**LINHAS DO EXERCÍCIO**
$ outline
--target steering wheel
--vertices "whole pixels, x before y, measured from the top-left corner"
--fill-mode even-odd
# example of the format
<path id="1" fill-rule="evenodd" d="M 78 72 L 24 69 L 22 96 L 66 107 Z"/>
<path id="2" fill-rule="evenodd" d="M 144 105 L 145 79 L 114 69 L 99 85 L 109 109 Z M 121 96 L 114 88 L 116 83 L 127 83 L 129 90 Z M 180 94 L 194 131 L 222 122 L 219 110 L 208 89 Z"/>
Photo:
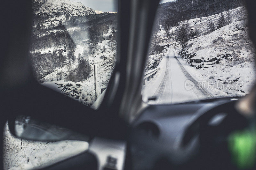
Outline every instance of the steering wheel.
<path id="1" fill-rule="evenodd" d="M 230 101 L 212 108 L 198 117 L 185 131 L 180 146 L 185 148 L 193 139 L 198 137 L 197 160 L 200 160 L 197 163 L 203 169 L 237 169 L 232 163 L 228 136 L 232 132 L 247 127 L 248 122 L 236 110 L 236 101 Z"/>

**OBJETIVO DO EXERCÍCIO**
Quais linhas acima contêm a palavra "path"? Retorne cada uma delas por inteiro, diferenciando maiúsculas de minúsculas.

**EXERCÍCIO RESOLVIDO**
<path id="1" fill-rule="evenodd" d="M 78 72 L 24 69 L 22 96 L 66 107 Z"/>
<path id="2" fill-rule="evenodd" d="M 144 105 L 145 79 L 114 69 L 99 85 L 109 109 Z M 121 96 L 114 88 L 116 83 L 127 83 L 129 90 Z M 180 94 L 194 131 L 222 122 L 219 110 L 208 89 Z"/>
<path id="1" fill-rule="evenodd" d="M 230 101 L 212 108 L 198 117 L 185 131 L 180 146 L 185 148 L 193 139 L 198 137 L 197 160 L 200 160 L 197 163 L 203 169 L 237 169 L 232 163 L 228 136 L 232 132 L 247 127 L 248 122 L 236 110 L 236 101 Z"/>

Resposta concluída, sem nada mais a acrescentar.